* [PROVIDED DATA]

▽

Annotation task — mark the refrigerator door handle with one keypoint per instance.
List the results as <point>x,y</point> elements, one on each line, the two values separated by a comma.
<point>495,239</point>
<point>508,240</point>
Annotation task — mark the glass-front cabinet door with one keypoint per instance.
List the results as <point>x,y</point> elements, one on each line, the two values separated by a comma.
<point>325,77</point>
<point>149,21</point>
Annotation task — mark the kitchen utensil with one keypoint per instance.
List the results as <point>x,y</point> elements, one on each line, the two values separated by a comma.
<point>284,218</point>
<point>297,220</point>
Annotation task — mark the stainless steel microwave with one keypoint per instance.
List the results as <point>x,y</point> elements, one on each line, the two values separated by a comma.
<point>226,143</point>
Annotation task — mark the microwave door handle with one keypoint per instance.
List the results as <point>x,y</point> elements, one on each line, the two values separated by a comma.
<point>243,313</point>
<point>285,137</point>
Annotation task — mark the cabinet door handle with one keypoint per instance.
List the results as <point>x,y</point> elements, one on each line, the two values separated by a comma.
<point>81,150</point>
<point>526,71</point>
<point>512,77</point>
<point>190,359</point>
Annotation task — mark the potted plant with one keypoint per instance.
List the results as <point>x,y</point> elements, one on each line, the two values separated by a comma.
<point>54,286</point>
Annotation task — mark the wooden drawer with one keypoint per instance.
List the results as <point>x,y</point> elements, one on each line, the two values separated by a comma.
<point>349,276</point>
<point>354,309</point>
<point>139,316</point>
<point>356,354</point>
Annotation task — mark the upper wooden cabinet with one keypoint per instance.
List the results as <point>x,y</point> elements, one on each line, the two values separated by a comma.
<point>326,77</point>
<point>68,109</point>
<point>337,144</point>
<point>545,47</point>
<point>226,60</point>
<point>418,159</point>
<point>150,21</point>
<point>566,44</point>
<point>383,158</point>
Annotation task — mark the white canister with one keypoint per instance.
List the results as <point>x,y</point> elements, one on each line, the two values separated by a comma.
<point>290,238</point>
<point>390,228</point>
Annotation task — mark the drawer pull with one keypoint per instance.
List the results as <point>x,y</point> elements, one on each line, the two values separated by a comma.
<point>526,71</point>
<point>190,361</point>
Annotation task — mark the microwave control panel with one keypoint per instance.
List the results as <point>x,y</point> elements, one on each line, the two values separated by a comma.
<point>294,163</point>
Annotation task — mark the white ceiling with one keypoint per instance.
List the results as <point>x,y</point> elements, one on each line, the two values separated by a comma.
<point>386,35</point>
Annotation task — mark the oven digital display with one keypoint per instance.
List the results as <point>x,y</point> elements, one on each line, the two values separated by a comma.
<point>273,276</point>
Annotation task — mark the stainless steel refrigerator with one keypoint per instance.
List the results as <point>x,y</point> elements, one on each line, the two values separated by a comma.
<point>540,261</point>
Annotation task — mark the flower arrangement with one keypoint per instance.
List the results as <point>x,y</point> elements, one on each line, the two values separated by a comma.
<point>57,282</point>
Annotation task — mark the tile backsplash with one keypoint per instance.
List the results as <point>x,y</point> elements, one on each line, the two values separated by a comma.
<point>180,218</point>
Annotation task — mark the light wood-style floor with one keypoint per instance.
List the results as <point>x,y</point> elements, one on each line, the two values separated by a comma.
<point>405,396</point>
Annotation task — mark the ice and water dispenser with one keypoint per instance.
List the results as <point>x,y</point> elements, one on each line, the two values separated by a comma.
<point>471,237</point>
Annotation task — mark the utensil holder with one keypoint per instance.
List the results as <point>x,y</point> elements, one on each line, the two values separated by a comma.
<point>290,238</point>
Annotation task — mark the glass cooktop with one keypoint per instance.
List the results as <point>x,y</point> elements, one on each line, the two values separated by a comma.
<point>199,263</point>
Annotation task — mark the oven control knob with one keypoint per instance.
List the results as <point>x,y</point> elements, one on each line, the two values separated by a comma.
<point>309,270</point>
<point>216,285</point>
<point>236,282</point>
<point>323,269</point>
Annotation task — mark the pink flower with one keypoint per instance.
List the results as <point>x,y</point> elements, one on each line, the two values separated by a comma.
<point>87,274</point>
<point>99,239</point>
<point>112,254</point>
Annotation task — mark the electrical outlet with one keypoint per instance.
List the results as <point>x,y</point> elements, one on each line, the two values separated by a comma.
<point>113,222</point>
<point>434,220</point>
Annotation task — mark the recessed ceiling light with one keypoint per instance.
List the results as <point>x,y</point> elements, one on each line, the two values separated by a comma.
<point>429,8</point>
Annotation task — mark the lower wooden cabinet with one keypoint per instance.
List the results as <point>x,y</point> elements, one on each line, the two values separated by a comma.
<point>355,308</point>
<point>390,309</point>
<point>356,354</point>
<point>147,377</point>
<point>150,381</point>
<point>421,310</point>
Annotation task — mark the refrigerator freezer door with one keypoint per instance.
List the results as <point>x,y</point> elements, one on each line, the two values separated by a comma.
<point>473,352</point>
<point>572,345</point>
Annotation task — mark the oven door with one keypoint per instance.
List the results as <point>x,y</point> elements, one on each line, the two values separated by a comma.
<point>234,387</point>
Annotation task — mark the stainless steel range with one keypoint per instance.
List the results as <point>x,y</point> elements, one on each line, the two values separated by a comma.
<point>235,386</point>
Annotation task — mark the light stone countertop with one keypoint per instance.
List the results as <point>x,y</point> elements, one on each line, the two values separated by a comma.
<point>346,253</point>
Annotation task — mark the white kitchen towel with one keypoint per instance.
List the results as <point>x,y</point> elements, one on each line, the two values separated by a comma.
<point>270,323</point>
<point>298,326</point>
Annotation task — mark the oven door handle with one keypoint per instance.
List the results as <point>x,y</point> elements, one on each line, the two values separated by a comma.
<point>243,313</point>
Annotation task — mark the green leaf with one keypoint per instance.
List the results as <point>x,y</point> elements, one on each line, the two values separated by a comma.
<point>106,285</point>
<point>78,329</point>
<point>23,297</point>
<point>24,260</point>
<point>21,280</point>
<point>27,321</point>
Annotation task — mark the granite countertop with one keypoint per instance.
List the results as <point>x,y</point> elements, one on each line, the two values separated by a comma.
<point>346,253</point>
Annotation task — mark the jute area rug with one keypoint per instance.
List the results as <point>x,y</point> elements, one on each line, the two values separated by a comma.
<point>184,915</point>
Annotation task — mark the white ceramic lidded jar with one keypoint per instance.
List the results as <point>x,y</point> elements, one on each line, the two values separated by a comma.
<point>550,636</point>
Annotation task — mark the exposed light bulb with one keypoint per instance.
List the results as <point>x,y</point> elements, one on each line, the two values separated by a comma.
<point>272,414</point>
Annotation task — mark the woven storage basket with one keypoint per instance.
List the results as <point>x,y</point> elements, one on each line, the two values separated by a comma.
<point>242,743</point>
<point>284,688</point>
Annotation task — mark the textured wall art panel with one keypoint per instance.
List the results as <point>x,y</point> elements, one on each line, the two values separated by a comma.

△

* [PROBLEM DETAILS]
Echo the records verbatim, everything from the line containing "Annotation task — mark the recessed" down to the line containing "<point>234,387</point>", both of those lines included.

* [THE SOLUTION]
Annotation task — mark the recessed ceiling light with one keypoint per instance.
List the results as <point>x,y</point> elements, one on each line, the two values separated by a comma.
<point>429,8</point>
Annotation task — mark the lower wooden cabinet with one keypoint per instance.
List the results as <point>x,y</point> elements, one on each line, the two values separated by a comma.
<point>355,308</point>
<point>390,309</point>
<point>356,354</point>
<point>147,377</point>
<point>150,381</point>
<point>421,310</point>
Annotation task — mark the refrigerator freezer door with one keypoint per instance.
List the results as <point>x,y</point> elements, one on each line, the two values separated by a comma.
<point>473,352</point>
<point>572,345</point>
Annotation task — mark the oven door with one keypoint per instance.
List the results as <point>x,y</point> elements, one on each line, the two values separated by a comma.
<point>234,387</point>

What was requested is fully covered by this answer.